Problem details
In your reply, reproduce the lines from the first one below to the line containing "written like (134,362).", inclusive, exactly as they stand.

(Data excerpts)
[Start of Attachment]
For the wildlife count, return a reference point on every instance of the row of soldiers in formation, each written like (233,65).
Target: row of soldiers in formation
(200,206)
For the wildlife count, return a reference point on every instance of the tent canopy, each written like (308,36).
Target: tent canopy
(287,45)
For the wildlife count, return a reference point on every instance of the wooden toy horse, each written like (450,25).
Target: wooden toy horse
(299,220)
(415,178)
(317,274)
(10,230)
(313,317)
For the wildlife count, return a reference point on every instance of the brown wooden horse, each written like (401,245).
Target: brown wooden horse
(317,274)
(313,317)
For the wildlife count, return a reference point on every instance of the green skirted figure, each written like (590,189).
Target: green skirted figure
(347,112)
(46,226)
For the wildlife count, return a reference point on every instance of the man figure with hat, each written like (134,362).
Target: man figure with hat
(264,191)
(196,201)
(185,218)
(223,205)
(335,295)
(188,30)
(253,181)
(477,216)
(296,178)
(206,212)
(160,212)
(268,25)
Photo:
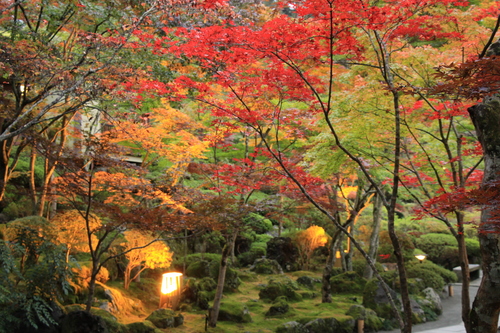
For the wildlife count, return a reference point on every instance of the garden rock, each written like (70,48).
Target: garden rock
(323,325)
(372,321)
(374,298)
(276,289)
(266,266)
(234,312)
(142,327)
(284,252)
(83,322)
(418,314)
(165,318)
(435,301)
(291,327)
(279,307)
(307,281)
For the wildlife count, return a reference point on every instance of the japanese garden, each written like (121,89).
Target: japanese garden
(302,166)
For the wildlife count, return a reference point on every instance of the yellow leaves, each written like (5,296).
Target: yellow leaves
(150,253)
(167,133)
(72,229)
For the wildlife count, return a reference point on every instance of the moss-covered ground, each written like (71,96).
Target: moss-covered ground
(145,293)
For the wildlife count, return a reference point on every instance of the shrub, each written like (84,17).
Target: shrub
(348,282)
(258,223)
(447,275)
(429,277)
(473,248)
(385,248)
(248,258)
(359,267)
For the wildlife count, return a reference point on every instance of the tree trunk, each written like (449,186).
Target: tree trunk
(32,173)
(326,289)
(486,306)
(372,251)
(464,265)
(214,311)
(92,283)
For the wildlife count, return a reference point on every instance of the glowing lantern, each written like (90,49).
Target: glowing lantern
(421,257)
(170,290)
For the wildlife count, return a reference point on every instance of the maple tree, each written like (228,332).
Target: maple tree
(308,240)
(475,79)
(71,231)
(298,61)
(120,196)
(143,251)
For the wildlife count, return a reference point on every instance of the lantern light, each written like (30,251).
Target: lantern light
(421,257)
(170,290)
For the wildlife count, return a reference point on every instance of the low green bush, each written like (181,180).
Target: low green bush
(348,282)
(386,251)
(447,275)
(429,277)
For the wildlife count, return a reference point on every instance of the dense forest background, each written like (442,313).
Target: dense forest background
(137,135)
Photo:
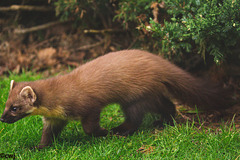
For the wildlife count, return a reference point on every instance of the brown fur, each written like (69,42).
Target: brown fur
(137,80)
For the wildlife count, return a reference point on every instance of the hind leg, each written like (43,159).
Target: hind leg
(166,109)
(133,118)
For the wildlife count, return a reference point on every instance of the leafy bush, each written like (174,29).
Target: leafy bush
(206,27)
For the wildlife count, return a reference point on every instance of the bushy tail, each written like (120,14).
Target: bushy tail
(196,92)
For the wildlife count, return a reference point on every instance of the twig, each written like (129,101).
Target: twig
(26,8)
(86,47)
(36,28)
(102,31)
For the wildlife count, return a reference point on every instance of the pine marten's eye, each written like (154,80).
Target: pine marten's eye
(13,108)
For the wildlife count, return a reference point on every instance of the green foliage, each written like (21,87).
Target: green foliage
(206,27)
(211,27)
(88,13)
(133,11)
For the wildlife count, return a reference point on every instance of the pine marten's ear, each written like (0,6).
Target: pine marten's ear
(28,94)
(12,84)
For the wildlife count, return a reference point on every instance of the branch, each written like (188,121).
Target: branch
(102,31)
(26,8)
(36,28)
(86,47)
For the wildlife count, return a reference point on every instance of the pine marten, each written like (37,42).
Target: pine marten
(138,81)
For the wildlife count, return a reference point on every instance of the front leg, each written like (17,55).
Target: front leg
(51,128)
(90,124)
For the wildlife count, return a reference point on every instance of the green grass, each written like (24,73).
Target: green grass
(182,141)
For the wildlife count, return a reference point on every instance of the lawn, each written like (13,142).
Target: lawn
(182,141)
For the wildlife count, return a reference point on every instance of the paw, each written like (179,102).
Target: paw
(101,133)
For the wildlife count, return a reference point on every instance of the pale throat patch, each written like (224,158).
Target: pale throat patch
(11,84)
(56,112)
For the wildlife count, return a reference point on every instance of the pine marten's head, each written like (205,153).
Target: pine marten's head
(20,103)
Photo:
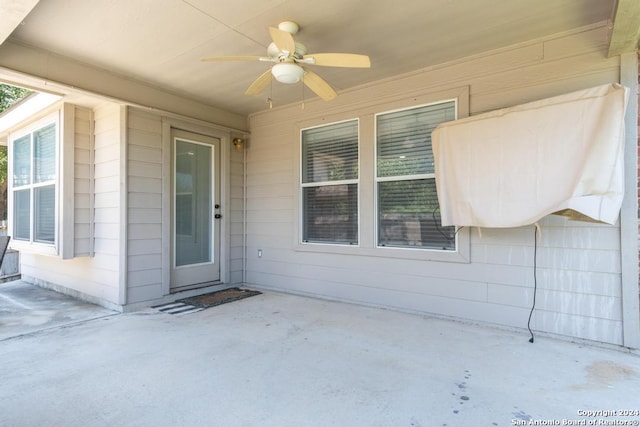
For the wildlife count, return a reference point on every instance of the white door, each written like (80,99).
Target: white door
(196,213)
[End of Attachment]
Written answer
For the wildlife count, return a reference point on every instance of the row of soldiers in formation, each written like (233,65).
Target: row of soldiers in formation
(200,206)
For the wildlife count, return a reference point on every instance of the tent canopy, each written like (308,36).
Target: tent canopy
(287,45)
For the wildlife count, return a reference point on every instance of the wooden toy horse, each written like (450,25).
Target: wooden toy horse
(299,220)
(415,178)
(317,274)
(10,230)
(313,317)
For the wildlife count, return a reference point on every instance of the brown wooden horse, each written like (401,245).
Target: brown wooden horse
(317,274)
(313,317)
For the wildlife count, return a reference point on every instance of the green skirted figure, each written like (590,189).
Target: green skirted figure
(347,112)
(46,226)
For the wildlife count, return a reference point on every instance of the man figure with hat, each written like (134,362).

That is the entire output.